## Exercise objective
Rescale the coordinates in the listing, starting at the line that contains "Each instance receives one keypoint. Put a point on the white" and ending at the end of the listing. Write out every one of those lines again, requests included, with each coordinate in the answers multiplied by 1.8 and rounded to a whole number, halves rounding up.

## Data lines
- - -
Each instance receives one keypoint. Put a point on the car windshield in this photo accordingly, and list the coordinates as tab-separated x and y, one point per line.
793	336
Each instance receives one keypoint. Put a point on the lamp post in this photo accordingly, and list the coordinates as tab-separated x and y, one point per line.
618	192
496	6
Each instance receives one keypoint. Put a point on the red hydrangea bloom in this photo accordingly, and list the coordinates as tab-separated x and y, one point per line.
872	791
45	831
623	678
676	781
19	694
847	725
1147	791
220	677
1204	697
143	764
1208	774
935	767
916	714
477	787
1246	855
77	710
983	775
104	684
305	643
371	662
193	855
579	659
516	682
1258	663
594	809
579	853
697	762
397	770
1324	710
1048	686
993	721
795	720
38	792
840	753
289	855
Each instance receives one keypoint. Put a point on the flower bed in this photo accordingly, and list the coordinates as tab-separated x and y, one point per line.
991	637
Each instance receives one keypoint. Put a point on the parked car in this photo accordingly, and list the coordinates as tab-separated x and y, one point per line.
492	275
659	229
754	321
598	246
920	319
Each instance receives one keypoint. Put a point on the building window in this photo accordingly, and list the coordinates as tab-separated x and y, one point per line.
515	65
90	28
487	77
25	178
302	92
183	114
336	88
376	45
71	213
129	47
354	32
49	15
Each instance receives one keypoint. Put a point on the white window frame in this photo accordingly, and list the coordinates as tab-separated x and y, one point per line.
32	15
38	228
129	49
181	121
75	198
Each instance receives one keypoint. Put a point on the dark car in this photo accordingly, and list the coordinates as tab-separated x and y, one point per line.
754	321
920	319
- - -
## Expected answer
Each instance receives one keypoint. Put a point on the white window frame in this photo accordingly, and list the coordinates as tab-separated x and y, one point per line.
58	27
68	410
232	88
326	218
135	356
Each instance receives one keypoint. Put a point on the dark car in this photo accordingly, and list the coordinates as tab-separated x and y, one point per line.
1357	578
1656	574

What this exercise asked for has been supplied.